» Data listing

_ _ _ _ _

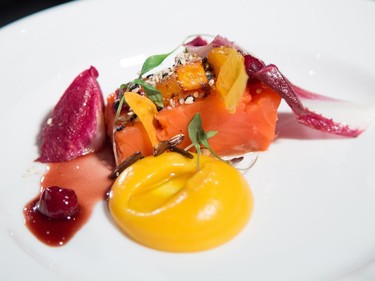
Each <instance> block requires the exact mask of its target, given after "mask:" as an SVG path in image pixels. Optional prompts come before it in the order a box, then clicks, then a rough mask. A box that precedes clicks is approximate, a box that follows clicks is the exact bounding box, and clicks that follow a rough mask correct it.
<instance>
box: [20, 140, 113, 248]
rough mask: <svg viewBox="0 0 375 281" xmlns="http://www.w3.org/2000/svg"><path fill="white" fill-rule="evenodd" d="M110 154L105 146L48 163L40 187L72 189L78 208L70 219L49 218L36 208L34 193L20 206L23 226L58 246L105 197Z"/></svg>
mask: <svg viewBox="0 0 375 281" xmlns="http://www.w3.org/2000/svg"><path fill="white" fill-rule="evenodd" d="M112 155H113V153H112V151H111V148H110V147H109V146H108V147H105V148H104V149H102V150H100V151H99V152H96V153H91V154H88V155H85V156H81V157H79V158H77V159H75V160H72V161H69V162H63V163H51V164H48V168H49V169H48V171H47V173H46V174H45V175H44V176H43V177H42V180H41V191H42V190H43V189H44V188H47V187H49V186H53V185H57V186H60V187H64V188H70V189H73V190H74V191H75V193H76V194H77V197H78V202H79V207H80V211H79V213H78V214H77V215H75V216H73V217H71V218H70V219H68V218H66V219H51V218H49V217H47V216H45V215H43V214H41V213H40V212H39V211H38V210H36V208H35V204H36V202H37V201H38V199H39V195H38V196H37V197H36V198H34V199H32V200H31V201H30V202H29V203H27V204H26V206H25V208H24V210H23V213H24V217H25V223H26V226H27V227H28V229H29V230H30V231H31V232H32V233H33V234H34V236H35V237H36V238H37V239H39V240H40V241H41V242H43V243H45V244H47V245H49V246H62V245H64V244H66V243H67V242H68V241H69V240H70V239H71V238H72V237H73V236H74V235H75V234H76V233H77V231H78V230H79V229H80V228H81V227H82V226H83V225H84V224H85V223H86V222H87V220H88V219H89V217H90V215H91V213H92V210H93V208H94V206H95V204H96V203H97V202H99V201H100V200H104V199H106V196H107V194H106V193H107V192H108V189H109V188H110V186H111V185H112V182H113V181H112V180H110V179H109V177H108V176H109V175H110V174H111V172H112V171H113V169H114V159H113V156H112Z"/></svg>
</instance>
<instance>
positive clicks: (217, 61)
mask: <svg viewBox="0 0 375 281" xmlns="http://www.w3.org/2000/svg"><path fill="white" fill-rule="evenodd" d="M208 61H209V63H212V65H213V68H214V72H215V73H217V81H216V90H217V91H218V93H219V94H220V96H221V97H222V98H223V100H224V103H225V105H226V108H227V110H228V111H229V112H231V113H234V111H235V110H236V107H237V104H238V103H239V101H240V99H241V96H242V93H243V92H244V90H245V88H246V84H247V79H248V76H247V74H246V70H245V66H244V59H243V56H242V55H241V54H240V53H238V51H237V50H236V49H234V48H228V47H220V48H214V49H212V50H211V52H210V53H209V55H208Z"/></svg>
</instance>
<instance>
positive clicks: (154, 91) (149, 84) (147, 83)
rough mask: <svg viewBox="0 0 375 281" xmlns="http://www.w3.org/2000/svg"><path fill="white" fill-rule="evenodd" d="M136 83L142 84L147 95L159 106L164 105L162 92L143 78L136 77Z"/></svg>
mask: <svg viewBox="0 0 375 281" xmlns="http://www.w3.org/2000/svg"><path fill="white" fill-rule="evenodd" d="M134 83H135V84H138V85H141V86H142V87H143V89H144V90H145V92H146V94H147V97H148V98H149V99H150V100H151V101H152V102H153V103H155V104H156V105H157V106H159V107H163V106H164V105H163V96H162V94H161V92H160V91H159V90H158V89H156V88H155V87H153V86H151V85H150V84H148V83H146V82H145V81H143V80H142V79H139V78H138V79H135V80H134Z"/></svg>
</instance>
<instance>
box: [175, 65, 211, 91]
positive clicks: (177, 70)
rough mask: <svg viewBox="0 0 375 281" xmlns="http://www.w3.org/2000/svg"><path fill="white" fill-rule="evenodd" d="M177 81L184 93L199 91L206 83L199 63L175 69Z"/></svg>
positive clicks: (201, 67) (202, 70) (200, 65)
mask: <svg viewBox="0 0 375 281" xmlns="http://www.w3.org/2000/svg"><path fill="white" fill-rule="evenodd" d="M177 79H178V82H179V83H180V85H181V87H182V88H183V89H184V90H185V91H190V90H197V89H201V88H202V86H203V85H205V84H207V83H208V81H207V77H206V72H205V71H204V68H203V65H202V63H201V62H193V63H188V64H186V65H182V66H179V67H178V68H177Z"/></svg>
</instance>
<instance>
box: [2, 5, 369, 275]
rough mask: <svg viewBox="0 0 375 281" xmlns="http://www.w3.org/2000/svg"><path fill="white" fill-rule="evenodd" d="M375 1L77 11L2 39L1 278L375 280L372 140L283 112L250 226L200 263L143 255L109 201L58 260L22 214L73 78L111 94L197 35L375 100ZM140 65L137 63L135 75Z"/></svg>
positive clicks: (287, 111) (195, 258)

_ _ _ _ _

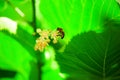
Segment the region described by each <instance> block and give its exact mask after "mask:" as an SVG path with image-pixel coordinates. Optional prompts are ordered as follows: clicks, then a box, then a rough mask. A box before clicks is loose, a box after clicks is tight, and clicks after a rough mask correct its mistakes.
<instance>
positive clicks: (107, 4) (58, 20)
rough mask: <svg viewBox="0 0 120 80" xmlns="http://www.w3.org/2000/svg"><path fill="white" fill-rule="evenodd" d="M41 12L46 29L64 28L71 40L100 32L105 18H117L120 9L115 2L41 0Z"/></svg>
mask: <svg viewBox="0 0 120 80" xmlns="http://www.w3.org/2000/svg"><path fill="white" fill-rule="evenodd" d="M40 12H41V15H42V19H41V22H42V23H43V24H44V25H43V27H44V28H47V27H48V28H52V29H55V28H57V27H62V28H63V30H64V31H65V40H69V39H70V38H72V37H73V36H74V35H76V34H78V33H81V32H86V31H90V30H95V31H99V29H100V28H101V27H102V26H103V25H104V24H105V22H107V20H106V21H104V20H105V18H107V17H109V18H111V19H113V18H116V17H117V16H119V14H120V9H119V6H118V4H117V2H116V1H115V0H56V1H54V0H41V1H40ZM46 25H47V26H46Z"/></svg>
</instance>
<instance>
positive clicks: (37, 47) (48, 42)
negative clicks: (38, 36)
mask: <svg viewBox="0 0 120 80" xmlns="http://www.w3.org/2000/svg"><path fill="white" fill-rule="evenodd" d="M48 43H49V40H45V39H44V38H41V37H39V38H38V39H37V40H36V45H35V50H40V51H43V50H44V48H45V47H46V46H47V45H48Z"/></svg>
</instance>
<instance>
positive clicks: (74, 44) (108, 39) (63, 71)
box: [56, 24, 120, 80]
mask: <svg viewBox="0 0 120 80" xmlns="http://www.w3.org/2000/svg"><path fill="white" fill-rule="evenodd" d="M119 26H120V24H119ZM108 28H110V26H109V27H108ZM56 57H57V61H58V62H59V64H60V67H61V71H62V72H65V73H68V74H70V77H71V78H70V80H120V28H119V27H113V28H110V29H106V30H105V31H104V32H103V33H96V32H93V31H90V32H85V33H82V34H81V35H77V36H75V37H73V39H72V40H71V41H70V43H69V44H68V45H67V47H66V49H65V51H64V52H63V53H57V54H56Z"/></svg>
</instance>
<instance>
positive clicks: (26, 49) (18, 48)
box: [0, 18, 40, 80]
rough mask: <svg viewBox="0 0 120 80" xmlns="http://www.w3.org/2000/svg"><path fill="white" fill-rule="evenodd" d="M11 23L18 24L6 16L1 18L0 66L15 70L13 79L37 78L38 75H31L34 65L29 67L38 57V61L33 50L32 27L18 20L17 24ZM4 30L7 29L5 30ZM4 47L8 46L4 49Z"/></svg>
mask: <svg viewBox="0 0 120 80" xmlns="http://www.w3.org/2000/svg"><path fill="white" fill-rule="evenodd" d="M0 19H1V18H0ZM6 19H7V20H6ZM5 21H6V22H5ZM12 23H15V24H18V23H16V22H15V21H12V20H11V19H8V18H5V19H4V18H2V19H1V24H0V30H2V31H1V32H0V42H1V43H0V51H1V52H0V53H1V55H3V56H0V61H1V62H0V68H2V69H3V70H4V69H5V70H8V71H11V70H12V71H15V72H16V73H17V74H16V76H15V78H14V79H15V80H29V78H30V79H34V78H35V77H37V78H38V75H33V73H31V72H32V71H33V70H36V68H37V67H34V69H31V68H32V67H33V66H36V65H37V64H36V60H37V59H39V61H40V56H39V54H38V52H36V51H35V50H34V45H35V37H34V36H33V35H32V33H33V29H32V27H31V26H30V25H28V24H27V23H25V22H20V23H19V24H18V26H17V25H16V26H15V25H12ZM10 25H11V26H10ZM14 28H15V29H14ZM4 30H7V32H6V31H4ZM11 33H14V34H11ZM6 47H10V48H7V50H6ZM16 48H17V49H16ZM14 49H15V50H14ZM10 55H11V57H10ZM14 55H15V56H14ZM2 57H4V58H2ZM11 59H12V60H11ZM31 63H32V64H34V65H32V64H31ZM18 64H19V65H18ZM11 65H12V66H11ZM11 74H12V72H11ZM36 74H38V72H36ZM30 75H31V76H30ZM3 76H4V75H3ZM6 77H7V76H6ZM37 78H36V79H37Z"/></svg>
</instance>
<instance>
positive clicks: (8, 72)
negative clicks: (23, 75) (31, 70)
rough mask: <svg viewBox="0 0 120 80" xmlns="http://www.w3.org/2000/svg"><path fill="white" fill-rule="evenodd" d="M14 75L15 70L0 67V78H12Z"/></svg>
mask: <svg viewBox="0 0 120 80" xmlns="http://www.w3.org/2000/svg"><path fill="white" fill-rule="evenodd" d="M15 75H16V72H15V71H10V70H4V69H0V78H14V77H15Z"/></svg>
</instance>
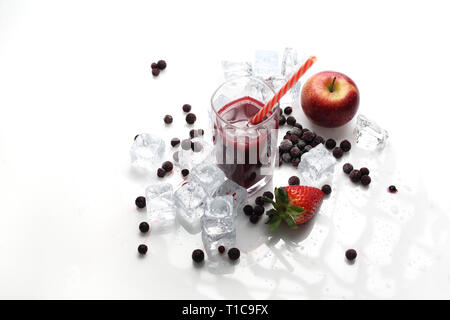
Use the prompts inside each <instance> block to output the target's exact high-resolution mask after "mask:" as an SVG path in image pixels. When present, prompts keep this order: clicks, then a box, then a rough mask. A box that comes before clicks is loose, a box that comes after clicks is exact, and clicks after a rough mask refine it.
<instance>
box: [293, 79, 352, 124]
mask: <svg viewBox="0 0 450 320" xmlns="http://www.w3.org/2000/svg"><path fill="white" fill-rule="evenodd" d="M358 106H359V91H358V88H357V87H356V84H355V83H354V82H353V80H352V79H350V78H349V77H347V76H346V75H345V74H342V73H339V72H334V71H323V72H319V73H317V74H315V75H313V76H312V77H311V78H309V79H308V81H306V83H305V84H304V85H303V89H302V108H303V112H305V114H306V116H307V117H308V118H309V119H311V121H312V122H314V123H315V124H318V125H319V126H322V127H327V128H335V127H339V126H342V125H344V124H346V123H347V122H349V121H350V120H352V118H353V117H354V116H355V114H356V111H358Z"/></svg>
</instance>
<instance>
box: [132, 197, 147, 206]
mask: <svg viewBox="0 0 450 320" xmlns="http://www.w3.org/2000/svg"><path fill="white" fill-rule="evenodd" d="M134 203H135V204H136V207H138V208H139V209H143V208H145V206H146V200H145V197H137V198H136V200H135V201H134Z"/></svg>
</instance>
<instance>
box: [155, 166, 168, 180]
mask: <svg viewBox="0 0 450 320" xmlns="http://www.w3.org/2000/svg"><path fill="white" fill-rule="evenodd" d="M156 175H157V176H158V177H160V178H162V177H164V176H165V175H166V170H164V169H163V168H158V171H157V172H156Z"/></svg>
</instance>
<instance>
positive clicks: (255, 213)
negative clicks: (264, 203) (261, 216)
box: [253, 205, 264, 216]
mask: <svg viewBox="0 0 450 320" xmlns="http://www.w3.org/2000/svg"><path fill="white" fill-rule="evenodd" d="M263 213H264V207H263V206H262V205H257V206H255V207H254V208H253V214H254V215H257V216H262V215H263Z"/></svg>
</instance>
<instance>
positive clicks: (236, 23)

_ _ _ _ _

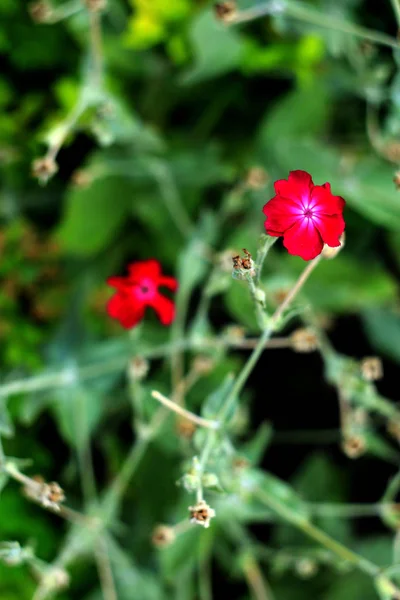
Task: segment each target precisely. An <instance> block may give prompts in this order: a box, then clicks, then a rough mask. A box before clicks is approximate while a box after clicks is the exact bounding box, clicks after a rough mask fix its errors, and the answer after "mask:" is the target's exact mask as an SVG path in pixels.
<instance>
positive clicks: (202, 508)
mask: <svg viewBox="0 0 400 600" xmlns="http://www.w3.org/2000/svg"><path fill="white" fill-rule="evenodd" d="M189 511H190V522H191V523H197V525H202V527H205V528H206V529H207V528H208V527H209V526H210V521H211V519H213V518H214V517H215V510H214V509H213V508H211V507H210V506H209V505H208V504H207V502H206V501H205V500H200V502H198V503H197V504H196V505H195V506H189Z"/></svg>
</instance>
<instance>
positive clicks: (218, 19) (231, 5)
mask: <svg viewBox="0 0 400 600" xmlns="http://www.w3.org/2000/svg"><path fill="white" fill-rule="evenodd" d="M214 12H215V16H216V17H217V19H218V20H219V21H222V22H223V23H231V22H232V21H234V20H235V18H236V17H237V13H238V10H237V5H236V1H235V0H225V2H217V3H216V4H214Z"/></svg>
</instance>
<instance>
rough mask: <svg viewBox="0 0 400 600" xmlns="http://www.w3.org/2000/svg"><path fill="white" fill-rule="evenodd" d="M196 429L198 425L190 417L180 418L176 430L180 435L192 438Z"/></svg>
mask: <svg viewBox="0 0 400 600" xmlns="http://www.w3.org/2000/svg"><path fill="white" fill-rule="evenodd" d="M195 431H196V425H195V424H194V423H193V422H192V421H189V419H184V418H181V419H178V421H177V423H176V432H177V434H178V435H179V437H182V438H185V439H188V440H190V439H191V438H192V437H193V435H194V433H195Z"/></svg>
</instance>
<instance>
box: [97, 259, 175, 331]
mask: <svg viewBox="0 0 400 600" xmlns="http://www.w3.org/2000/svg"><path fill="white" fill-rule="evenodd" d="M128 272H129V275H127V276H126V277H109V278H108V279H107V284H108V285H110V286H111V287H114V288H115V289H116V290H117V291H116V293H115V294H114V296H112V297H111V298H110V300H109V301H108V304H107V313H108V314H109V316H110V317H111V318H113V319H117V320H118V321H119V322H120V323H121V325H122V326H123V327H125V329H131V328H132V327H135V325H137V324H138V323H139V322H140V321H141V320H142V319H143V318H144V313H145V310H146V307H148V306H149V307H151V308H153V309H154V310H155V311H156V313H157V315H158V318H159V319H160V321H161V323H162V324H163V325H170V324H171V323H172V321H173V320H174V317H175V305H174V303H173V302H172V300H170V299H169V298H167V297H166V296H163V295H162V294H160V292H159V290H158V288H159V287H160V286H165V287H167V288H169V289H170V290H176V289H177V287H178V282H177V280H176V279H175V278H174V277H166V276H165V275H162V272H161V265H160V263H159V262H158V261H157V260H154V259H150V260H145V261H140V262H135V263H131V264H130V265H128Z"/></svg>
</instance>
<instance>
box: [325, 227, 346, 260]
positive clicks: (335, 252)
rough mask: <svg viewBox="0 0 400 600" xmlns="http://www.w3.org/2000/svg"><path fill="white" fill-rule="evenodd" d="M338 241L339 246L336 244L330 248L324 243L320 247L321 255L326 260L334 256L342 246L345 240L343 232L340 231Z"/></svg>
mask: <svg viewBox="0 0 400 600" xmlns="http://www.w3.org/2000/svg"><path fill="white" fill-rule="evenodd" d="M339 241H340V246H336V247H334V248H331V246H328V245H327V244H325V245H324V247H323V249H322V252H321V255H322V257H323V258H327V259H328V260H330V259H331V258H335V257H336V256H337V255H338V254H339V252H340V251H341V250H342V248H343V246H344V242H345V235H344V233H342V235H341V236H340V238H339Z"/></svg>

_ _ _ _ _

» Problem description
Reproduce, word for word and in full, only the lines above that start at the line with "positive clicks: (217, 61)" and run through the line with "positive clicks: (154, 91)", both ends included.

» Solution for this problem
positive clicks: (217, 61)
mask: <svg viewBox="0 0 375 281" xmlns="http://www.w3.org/2000/svg"><path fill="white" fill-rule="evenodd" d="M208 61H209V63H212V65H213V68H214V72H215V73H217V81H216V90H217V91H218V93H219V94H220V96H221V97H222V98H223V100H224V103H225V105H226V108H227V110H228V111H229V112H231V113H234V111H235V110H236V107H237V104H238V103H239V101H240V99H241V96H242V93H243V92H244V90H245V88H246V84H247V79H248V76H247V74H246V70H245V66H244V59H243V56H242V55H241V54H240V53H238V51H237V50H236V49H234V48H228V47H220V48H214V49H212V50H211V52H210V53H209V55H208Z"/></svg>
</instance>
<instance>
positive clicks: (154, 91) (149, 84) (147, 83)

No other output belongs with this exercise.